* Extracted text:
☆ ☆ ☆ ☆ ☆ ☆ ☆

A schedule, or run consists of a sequence of steps \(\langle .., (p_i, m_i), ..\rangle\). Such a sequence can be of infinite length, since there can be an infinite number of \((p, \emptyset)\) in the buffer. A schedule \(\sigma\) can be applied to a configuration \(C\) (which is not necessarily an initial configuration), by iteratively applying events in \(\sigma\) to \(C\). For example, \(\sigma=\langle e_1, e_2, e_3 \rangle\), then \(\sigma(C) = e_1(e_2(e_3(C)))\).

A configuration \(C\) is accessible for a protocol \(P\), if there exists an initial configuration \(C_0\) and a schedule \(\sigma\) such that \(\sigma(C_0) = C\).

####Concerning safety A configuration \(C\) has a decision value \(v\) if there exists \(p \in C\) such that \(p\) output value is \(v\). Another way to say it is that \(C\) decides on \(v\). Note that \(C\) may have more than one decision values. But we are only concerned with valid (or safe) protocol \(P\) such that:

Every accessible configurations has only 1 decision value. And for all \(v \in \{0,1\}\) there exists an accessible configuration with that value.

This definition of validity is in fact weaker than what we commonly require for consensus. Here, it only needs some nodes to reach a decision, whereas ordinary consensus is valid only if all non-faulty nodes reach a decision. Nevertheless, if it can be proven that this weaker version is impossible, there is no hope for the stronger version.

Concerning liveness

A deciding run is a schedule whose final configuration has a decision value. Recall again that we are only dealing with valid deciding runs, in which the configuration has only one decision value.

A configuration \(C\) is bivalent if there exists two deciding runs \(\sigma_0, \sigma_1\) that lead to configurations with decision values \(0\) and \(1\) respectively. \(C\) is \(0\)-valent (or \(1\)-valent) if all reachable configurations by deciding runs have decision value of \(0\) (or \(1\) respectively). In layman term, a bivalent configuration is one in which the protocol can go both way, i.e. there exists an important event that flips the decision one way or another. Once such event occurs, the protocol enters an univalent state which it can never goes back. Consider \(e(C) = C'\).

  • If \(C\) is bivalent, \(C'\) can be either bivalent or univalent.

  • If \(C\) is \(i\)-valent, \(C'\) is also \(i\)-valent.

A non-faulty node is one that all messages sent to it will be delivered, whereas a faulty node stops receiving messages at some point. What interesting is that we can define faulty behavior through the message buffer:

  • If a node is not faulty, it infinitely asks for messages and the buffer will eventually deliver.

☆ ☆ ☆ ☆ ☆ ☆ ☆

* Information provided:

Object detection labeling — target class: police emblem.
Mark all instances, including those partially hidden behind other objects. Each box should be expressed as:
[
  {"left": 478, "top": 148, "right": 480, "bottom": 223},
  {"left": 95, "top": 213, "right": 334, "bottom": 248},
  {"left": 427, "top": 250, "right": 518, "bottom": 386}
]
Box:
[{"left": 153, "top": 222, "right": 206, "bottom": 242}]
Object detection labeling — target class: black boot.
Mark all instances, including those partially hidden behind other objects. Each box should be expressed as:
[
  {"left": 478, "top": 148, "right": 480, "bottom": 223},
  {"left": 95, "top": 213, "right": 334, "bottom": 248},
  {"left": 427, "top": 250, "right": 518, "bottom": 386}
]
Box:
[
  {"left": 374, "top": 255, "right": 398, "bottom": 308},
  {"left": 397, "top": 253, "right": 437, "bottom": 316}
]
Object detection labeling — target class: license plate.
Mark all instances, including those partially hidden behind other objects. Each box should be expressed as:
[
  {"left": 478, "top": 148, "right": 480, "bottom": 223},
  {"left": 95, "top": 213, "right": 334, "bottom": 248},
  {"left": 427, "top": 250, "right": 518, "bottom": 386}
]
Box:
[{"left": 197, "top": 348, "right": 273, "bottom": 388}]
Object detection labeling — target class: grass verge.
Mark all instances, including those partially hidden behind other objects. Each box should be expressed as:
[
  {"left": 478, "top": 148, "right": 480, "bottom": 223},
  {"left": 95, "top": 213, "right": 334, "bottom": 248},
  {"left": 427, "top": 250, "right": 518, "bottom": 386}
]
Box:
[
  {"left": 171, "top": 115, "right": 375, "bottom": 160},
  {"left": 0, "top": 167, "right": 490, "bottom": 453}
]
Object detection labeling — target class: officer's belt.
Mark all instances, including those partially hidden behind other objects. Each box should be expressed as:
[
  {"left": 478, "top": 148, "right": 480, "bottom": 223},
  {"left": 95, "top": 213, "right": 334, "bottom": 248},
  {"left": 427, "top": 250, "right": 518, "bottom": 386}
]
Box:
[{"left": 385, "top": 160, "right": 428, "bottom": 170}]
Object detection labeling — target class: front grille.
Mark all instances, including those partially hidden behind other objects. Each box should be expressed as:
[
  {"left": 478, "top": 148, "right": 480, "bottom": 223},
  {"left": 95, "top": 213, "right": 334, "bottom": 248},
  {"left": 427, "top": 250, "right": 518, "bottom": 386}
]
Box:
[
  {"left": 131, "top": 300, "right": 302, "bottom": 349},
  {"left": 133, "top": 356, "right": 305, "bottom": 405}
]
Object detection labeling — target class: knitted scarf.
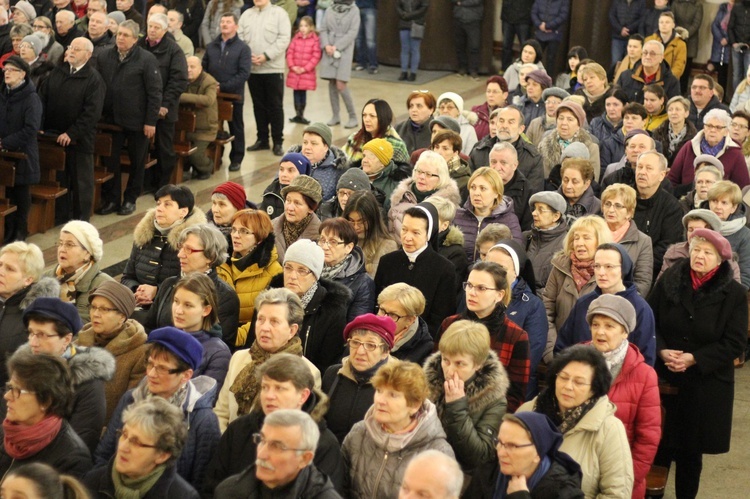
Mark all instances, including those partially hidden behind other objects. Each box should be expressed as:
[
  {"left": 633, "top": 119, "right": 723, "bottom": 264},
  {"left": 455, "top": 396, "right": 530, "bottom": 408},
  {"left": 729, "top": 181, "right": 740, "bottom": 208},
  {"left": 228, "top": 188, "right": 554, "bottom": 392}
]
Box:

☆ ☆ ☆ ☆ ☆ ☆ ☆

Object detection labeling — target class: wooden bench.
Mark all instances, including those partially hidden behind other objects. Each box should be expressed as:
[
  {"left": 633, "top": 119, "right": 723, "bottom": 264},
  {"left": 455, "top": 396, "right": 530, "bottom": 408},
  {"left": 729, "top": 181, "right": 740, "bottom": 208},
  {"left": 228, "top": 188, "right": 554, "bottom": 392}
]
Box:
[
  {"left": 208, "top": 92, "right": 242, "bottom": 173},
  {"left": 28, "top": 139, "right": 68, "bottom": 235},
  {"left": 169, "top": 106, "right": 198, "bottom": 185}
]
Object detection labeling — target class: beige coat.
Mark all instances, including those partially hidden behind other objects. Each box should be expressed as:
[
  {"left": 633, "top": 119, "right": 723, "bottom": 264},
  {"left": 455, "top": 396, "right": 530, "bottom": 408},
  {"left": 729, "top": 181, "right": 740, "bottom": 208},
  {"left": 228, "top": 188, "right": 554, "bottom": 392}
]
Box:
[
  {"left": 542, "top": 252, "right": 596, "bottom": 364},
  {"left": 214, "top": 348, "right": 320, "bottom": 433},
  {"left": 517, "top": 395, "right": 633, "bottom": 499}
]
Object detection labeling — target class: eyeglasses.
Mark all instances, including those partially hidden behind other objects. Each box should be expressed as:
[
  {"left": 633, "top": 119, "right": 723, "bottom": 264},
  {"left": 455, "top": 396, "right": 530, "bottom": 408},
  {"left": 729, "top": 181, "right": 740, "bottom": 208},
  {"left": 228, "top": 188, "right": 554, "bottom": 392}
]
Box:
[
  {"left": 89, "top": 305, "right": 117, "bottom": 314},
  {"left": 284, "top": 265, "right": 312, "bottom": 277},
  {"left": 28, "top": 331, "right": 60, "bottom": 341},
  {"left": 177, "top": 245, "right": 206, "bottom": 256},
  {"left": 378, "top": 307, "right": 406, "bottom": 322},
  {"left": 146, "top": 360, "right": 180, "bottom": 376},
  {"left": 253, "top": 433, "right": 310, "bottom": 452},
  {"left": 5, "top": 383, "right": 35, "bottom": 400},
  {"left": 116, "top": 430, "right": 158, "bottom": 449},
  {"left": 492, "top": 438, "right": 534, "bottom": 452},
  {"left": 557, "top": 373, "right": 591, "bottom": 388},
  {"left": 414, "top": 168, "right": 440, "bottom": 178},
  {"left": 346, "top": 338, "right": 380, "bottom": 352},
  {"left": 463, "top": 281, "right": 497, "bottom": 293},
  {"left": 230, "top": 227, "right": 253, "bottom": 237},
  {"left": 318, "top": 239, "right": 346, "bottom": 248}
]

☆ ☆ ☆ ☆ ☆ ☆ ☆

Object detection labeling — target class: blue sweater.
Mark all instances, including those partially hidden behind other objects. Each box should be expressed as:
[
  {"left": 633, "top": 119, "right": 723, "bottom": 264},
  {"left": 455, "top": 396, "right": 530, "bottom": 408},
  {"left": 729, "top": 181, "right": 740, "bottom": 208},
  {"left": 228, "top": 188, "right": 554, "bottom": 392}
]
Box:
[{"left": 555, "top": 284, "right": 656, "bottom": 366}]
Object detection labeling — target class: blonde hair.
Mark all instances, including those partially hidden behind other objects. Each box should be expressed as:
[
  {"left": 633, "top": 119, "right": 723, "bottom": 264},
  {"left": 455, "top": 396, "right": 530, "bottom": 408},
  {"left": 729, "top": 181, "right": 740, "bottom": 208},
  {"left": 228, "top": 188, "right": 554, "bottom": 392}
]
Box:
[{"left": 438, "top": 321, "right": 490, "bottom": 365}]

☆ ☆ ☆ ☆ ☆ ☆ ☆

* Problems:
1/ Reproduce the part of the consensus text between "This definition of" and "the stronger version.", inclusive.
2/ List every statement that the consensus text gives as a bullet point.

* Task answers:
1/
This definition of validity is in fact weaker than what we commonly require for consensus. Here, it only needs some nodes to reach a decision, whereas ordinary consensus is valid only if all non-faulty nodes reach a decision. Nevertheless, if it can be proven that this weaker version is impossible, there is no hope for the stronger version.

2/
- If \(C\) is bivalent, \(C'\) can be either bivalent or univalent.
- If \(C\) is \(i\)-valent, \(C'\) is also \(i\)-valent.
- If a node is not faulty, it infinitely asks for messages and the buffer will eventually deliver.